__WHAT IS NEEDED__:
Please format the data below as a JSON list of strings, one string per line, skipping blank lines and leaving out the pictures.

----

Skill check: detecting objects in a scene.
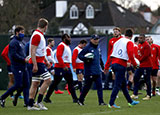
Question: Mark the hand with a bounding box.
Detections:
[32,64,38,73]
[73,69,76,73]
[63,66,68,71]
[103,69,109,75]
[46,61,51,68]
[25,56,31,63]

----

__RESULT OF THE EXERCISE__:
[
  "Skill check: detecting objects in a scene.",
  "Question: Mark the hand with a bounding box.",
  "Detections:",
  "[32,64,38,73]",
  "[73,69,76,73]",
  "[63,66,68,71]",
  "[103,69,109,75]",
  "[46,61,51,68]",
  "[25,56,31,63]"
]